Write out the data below exactly as given, without any of its pictures.

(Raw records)
## START

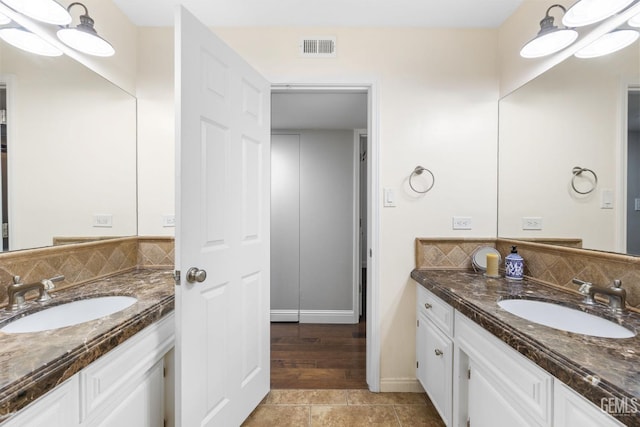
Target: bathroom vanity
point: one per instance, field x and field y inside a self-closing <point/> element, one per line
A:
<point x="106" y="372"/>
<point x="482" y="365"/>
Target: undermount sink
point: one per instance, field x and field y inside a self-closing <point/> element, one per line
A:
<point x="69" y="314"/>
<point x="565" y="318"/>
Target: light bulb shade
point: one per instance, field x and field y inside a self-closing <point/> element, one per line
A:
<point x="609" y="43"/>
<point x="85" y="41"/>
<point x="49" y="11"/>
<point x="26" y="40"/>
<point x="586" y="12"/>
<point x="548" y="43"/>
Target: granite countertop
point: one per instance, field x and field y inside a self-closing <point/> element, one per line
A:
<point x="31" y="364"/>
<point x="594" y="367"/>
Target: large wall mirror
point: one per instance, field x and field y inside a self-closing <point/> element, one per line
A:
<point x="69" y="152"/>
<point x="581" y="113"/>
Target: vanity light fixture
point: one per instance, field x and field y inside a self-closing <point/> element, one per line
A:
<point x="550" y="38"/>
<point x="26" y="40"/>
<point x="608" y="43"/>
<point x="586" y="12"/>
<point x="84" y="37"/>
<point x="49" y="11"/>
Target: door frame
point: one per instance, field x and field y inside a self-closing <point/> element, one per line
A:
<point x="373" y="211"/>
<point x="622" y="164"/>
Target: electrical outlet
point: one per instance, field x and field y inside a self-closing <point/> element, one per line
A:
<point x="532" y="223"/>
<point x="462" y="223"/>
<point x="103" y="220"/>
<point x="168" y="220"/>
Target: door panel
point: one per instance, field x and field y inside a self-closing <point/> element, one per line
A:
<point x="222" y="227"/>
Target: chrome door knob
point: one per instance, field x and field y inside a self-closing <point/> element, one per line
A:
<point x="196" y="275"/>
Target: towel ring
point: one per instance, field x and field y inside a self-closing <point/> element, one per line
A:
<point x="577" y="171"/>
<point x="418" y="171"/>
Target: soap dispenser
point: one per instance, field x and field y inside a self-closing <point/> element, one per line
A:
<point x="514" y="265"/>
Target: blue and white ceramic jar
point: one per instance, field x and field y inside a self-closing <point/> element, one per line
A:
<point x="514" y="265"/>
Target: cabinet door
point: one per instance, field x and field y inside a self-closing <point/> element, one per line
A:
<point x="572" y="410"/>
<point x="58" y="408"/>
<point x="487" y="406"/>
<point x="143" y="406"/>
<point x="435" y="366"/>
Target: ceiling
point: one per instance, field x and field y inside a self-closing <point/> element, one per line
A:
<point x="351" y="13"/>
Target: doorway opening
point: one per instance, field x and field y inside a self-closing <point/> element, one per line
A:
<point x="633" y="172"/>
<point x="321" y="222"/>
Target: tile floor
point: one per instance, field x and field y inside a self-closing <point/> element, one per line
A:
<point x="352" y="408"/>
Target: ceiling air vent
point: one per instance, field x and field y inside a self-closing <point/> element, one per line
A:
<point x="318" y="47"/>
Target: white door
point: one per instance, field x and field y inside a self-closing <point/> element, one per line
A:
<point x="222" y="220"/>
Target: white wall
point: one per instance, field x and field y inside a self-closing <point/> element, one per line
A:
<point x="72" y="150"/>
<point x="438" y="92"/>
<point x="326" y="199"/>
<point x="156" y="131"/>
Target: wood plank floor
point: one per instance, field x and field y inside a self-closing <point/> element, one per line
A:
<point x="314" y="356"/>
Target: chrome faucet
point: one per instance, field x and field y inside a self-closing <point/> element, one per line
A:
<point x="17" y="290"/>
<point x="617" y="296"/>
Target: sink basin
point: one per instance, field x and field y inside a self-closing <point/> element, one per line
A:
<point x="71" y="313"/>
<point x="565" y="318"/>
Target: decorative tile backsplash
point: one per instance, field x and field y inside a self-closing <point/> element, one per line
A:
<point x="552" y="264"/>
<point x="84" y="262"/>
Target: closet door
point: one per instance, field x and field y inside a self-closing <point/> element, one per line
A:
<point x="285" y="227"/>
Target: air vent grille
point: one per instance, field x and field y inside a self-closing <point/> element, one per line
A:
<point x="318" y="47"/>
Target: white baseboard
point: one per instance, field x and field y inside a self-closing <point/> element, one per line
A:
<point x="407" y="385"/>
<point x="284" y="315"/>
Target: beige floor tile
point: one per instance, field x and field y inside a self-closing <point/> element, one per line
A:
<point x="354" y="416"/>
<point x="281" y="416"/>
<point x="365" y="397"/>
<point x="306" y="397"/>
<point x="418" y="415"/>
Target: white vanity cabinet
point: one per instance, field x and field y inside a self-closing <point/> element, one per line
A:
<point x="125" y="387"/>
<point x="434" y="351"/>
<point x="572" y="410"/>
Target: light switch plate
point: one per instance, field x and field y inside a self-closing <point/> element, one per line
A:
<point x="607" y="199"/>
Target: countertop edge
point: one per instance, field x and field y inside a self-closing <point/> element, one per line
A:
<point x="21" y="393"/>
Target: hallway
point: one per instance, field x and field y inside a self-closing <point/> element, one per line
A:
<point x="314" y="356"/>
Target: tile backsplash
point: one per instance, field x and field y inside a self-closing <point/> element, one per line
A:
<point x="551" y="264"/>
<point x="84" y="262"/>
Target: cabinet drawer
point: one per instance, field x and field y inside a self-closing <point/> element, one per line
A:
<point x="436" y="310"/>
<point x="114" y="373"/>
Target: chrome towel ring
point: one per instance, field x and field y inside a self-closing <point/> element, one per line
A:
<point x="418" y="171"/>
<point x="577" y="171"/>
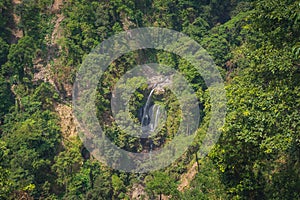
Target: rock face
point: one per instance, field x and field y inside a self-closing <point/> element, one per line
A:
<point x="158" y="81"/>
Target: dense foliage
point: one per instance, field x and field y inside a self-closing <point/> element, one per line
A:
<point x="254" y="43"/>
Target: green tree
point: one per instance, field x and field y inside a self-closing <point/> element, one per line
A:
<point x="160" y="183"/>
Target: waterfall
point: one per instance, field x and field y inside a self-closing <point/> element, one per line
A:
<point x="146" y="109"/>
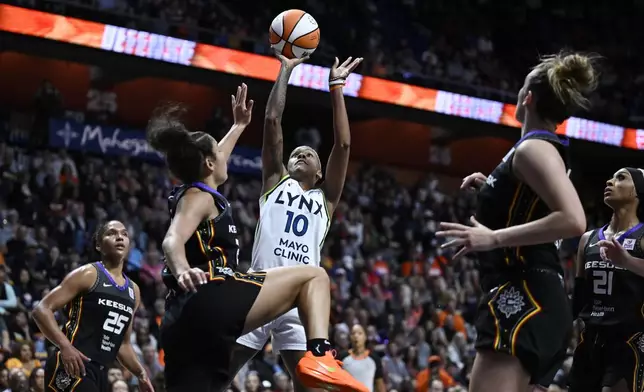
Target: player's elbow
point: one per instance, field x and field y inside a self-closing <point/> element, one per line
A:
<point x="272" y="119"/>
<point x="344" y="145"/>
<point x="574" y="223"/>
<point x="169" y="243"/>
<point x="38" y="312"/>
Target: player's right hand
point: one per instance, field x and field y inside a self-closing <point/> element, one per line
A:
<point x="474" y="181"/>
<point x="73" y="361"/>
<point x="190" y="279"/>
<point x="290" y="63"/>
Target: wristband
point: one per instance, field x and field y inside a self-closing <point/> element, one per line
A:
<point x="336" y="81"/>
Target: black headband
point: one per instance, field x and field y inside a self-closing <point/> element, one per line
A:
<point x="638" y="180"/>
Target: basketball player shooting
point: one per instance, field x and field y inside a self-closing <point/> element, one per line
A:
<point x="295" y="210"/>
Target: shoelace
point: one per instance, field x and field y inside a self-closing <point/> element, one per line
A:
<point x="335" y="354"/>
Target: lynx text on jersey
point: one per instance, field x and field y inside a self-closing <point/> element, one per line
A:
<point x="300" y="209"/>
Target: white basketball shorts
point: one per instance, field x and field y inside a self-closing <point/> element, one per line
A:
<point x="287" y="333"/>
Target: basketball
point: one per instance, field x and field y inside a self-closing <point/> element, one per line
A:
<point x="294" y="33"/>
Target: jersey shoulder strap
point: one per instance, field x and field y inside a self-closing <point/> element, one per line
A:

## END

WORKED ANSWER.
Target: bathroom vanity
point: one per instance, field x and field y inside a self-closing <point/> element, one per line
A:
<point x="106" y="372"/>
<point x="482" y="365"/>
Target: undermount sink
point: one per instance, field x and field y inside a self-closing <point/> element, one per line
A:
<point x="69" y="314"/>
<point x="565" y="318"/>
Target: light bulb shade
point: one per instance, field x and field y inside a self-closing <point/> element, one per line
A:
<point x="609" y="43"/>
<point x="85" y="41"/>
<point x="49" y="11"/>
<point x="26" y="40"/>
<point x="586" y="12"/>
<point x="548" y="43"/>
Target: granite countertop
point: one per instance, field x and field y inside a self-closing <point/> element, one per line
A:
<point x="31" y="364"/>
<point x="594" y="367"/>
Target: large wall mirror
point: one per instance, field x and field y inside a self-closing <point/> element, one per line
A:
<point x="69" y="152"/>
<point x="581" y="113"/>
Target: vanity light fixture
point: one per instance, field x and field y inside a self-closing <point/> element, one per line
A:
<point x="550" y="38"/>
<point x="26" y="40"/>
<point x="608" y="43"/>
<point x="586" y="12"/>
<point x="84" y="37"/>
<point x="49" y="11"/>
Target: door frame
point: one per instance, field x and field y inside a self-closing <point/> element, one per line
A:
<point x="373" y="211"/>
<point x="622" y="164"/>
Target: electrical outlet
point: one per instance, field x and field y inside a self-closing <point/> element, one per line
A:
<point x="532" y="223"/>
<point x="462" y="223"/>
<point x="103" y="220"/>
<point x="168" y="220"/>
Target: door panel
point: one per instance, field x and field y inside a self-closing <point/> element, one per line
A:
<point x="222" y="227"/>
Target: chrome door knob
point: one per instance, field x and field y inside a self-closing <point/> element, one per line
A:
<point x="196" y="275"/>
Target: towel ring
point: one per instance, field x and field y inside a self-closing <point/> element, one per line
A:
<point x="577" y="171"/>
<point x="418" y="171"/>
Target: soap dispenser
point: one per instance, field x and field y inside a self-closing <point/> element, one per line
A:
<point x="514" y="265"/>
Target: blue and white ceramic jar
point: one per instance, field x and field y inside a self-closing <point/> element, one per line
A:
<point x="514" y="265"/>
Target: cabinet door
point: one per instance, field x and field y inside a self-closing <point/> element, one per line
A:
<point x="572" y="410"/>
<point x="58" y="408"/>
<point x="487" y="406"/>
<point x="143" y="406"/>
<point x="435" y="366"/>
Target: ceiling
point: one per instance, field x and field y inside a self-closing <point/> element, one per line
A:
<point x="351" y="13"/>
Target: doorway opening
point: one per instance, field x and field y inside a self-closing <point/> element, one per line
A:
<point x="633" y="172"/>
<point x="321" y="222"/>
Target: tile floor
point: one per instance, field x and field y inside a self-closing <point/> element, one per line
A:
<point x="352" y="408"/>
Target: ceiling air vent
point: one per instance, field x and field y inside a self-closing <point/> element, one per line
A:
<point x="318" y="47"/>
Target: white door
point: one per instance, field x and field y inside a self-closing <point/> element, one per line
A:
<point x="222" y="220"/>
Target: white wall
point: one per instance, field x and field y inside a self-closing <point/> element, one per line
A:
<point x="72" y="150"/>
<point x="438" y="92"/>
<point x="326" y="199"/>
<point x="156" y="131"/>
Target: wood plank floor
point: one per instance, field x and field y inside a self-closing <point/> element, one per line
A:
<point x="314" y="356"/>
Target: chrome faucet
point: one per instance, field x and field y inside a self-closing <point/> element, one per line
A:
<point x="17" y="290"/>
<point x="617" y="296"/>
Target: sink basin
point: one per instance, field x and field y inside a self-closing <point/> element, one per line
A:
<point x="71" y="313"/>
<point x="565" y="318"/>
Target: decorative tile backsplash
point: one per instance, field x and field y inside a self-closing <point/> element, one per line
A:
<point x="552" y="264"/>
<point x="84" y="262"/>
Target: closet door
point: one per instance, field x and field y inside a self-closing <point/> element, one per line
A:
<point x="285" y="227"/>
Target: air vent grille
point: one per instance, field x and field y inside a self-closing <point/> element, one per line
A:
<point x="318" y="47"/>
Target: white baseboard
point: one per instance, field x and field y inside a self-closing <point/> element, one per line
A:
<point x="407" y="385"/>
<point x="284" y="315"/>
Target: beige floor tile
point: one per instance, field x and field y inside a self-closing <point/> element, one per line
A:
<point x="354" y="416"/>
<point x="281" y="416"/>
<point x="365" y="397"/>
<point x="306" y="397"/>
<point x="418" y="415"/>
Target: white vanity cabinet
point: one per instance, field x and field y inside a self-closing <point/> element, one per line
A:
<point x="125" y="387"/>
<point x="434" y="351"/>
<point x="572" y="410"/>
Target: light switch plate
point: one per instance, field x and field y inside a self-closing <point/> element, one per line
A:
<point x="607" y="199"/>
Target: countertop edge
point: one per instance, field x and field y inside a self-closing <point/> element, one per line
A:
<point x="21" y="393"/>
Target: hallway
point: one per instance, field x and field y inside a self-closing <point/> element, one per line
A:
<point x="314" y="356"/>
Target: tile backsplash
point: one per instance, field x and field y inside a self-closing <point/> element, one per line
A:
<point x="551" y="264"/>
<point x="84" y="262"/>
Target: cabinet drawer
point: one per instance, field x and field y inside a self-closing <point/> element, one per line
A:
<point x="436" y="310"/>
<point x="114" y="373"/>
Target: chrome towel ring
point: one per instance, field x and field y inside a self-closing <point/> element, one per line
A:
<point x="418" y="171"/>
<point x="577" y="171"/>
Target: rock face
point: one per instance, field x and field y inside a self-closing <point/> element, one per line
A:
<point x="158" y="81"/>
Target: dense foliage
point: one per instance, field x and field y inside a self-closing <point/> element, one per line
A:
<point x="254" y="43"/>
Target: green tree
point: one per instance, field x and field y inside a self-closing <point/> element, one per line
A:
<point x="160" y="183"/>
Target: waterfall
point: one per instance, field x and field y inside a self-closing <point/> element, one per line
A:
<point x="146" y="109"/>
Target: player's elbow
point: one per instance, field x and field y inside a self-closing <point/> element, one per line
A:
<point x="272" y="119"/>
<point x="344" y="145"/>
<point x="574" y="223"/>
<point x="169" y="243"/>
<point x="38" y="312"/>
Target: player's right hand
point: one per instance, field x and field y inside a self-closing <point/> element, one per line
A:
<point x="474" y="181"/>
<point x="73" y="361"/>
<point x="190" y="279"/>
<point x="290" y="63"/>
Target: wristband
point: one per instance, field x and field y inside a self-closing <point/> element, one per line
A:
<point x="336" y="81"/>
Target: black headband
point: one per instance, field x and field y inside a self-closing <point/> element, one per line
A:
<point x="638" y="180"/>
Target: basketball player shooting
point: one per instance, field x and field y inside a self-closing <point/> element, one per line
A:
<point x="295" y="210"/>
Target: shoelace
point: one per instance, field x and field y inside a self-closing <point/> element, one per line
A:
<point x="335" y="354"/>
Target: lynx text on jersey
point: one per instance, field x and field y inside a self-closing <point/> element, one per line
A:
<point x="300" y="209"/>
Target: white basketball shorts
point: one per instance, field x and field y inside a self-closing <point/> element, one per line
A:
<point x="287" y="333"/>
Target: basketball
point: one per instance, field x and field y inside a self-closing <point/> element, one per line
A:
<point x="294" y="33"/>
Target: jersey shoulder strap
point: one per instance, field x and field y inside a self-closing <point/> element, one per line
A:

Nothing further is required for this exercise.